◆ What you should do ◆
With the line containing "painted circle on" as the first line and the last line of the records as the final one, reproduce that range exactly.

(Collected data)
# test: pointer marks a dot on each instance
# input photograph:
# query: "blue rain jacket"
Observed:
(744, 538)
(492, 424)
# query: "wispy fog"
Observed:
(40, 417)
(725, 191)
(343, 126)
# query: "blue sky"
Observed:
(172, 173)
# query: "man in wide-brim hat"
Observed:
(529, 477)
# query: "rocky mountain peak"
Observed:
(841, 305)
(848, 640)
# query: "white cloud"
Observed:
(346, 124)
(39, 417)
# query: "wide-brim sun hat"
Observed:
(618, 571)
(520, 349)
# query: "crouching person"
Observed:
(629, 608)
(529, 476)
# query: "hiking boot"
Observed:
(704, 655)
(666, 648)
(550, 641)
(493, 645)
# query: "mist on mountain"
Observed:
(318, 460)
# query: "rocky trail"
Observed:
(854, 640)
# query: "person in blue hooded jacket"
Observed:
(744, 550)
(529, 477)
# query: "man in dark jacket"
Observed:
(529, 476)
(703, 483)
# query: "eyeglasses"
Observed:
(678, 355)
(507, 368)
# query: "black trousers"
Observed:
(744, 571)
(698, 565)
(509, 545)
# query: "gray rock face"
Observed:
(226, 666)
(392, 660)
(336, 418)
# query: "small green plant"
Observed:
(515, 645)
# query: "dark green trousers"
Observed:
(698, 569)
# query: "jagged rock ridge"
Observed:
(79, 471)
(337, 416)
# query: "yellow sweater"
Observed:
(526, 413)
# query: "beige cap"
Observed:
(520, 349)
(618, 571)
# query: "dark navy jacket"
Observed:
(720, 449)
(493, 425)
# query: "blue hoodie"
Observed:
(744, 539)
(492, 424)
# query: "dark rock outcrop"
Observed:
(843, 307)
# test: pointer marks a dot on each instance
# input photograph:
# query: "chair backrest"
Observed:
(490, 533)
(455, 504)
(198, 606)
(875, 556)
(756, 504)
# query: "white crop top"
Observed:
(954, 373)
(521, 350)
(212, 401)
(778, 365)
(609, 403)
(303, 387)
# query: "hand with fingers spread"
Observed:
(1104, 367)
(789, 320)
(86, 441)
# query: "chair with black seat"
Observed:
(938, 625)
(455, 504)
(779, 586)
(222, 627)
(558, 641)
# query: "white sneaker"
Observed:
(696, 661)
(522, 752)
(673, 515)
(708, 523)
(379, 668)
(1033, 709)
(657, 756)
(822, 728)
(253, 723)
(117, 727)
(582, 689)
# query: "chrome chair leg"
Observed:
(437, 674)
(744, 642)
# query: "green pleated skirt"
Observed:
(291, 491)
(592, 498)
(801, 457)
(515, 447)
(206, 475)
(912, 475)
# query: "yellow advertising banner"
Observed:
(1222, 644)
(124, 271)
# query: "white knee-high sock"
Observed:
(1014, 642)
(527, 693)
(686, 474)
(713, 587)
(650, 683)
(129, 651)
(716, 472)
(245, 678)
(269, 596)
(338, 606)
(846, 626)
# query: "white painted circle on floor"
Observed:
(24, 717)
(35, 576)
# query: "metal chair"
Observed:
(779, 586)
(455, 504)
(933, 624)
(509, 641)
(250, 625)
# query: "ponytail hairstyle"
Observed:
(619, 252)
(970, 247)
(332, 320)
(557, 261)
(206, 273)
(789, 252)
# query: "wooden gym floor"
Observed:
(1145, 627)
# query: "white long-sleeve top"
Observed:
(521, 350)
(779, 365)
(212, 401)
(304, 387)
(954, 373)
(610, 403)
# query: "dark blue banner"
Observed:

◆ Task result ◆
# query: "white painted circle on floor"
Observed:
(24, 717)
(35, 576)
# query: "metal chair"
Observed:
(779, 586)
(455, 504)
(933, 624)
(509, 641)
(250, 625)
# query: "ponytail hairstyle"
Observed:
(619, 252)
(970, 247)
(332, 320)
(557, 261)
(206, 273)
(789, 252)
# query: "wooden gym floor"
Observed:
(1145, 627)
# query: "white long-sleeve top"
Observed:
(521, 350)
(779, 365)
(212, 401)
(304, 387)
(954, 373)
(610, 403)
# query: "dark blue banner"
Observed:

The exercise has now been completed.